▸ To be done
Starting from the line that contains "One point per instance of the white football", reproduce each line exactly through the end of the material, and include no other lines.

-- Start Records for the exercise --

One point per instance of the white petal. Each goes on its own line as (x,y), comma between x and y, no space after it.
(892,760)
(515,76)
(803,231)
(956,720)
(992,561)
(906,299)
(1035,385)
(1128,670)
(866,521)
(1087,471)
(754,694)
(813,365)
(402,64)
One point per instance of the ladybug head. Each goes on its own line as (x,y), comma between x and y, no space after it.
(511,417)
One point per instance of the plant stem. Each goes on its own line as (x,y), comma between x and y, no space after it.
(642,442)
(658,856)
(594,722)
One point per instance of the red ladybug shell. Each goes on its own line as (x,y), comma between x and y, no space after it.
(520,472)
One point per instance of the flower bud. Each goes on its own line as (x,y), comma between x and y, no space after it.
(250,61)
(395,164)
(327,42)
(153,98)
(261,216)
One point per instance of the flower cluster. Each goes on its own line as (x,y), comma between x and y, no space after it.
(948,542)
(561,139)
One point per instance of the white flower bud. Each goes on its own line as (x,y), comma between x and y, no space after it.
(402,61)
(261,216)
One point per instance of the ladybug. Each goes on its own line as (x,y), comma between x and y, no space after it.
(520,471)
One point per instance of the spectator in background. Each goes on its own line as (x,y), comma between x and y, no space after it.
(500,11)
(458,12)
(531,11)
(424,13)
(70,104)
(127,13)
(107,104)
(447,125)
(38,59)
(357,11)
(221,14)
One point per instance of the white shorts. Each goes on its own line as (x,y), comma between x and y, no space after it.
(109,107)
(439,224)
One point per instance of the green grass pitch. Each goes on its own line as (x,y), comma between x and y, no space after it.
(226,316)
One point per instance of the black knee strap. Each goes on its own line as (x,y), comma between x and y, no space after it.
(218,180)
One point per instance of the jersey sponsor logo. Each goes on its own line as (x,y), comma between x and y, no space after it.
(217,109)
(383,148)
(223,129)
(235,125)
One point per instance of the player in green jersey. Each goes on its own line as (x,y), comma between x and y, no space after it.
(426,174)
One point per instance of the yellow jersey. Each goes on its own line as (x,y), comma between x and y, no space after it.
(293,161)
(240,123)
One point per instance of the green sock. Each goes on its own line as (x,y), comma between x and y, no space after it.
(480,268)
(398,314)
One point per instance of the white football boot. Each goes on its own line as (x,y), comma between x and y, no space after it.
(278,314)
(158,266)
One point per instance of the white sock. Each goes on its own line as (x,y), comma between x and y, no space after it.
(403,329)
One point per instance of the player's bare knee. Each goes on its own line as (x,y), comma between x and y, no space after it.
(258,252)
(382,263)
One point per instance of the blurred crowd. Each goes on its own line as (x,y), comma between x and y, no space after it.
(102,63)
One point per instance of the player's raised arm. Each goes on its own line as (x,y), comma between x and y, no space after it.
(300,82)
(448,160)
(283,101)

-- End Records for the exercise --

▸ Task response
One point per instance of the white football boot. Each goes on its own line as (x,y), comma between x and y, no space after it.
(278,314)
(158,266)
One point per instance of the white sock. Each goes on its own line as (x,y), comma between x and y, no space after it.
(403,329)
One point per instance of the player's bare knee. Each goes on its own line as (x,y), comma between x and y, no space after it.
(258,252)
(382,263)
One point per instance of the blurred crowd. Each goes on its own line as (x,y), comma between x and y, no space after it.
(102,63)
One point per instance of the player's raised arm. Each goes on its own line as (x,y), comma between x and y, no space after it.
(300,82)
(448,160)
(283,101)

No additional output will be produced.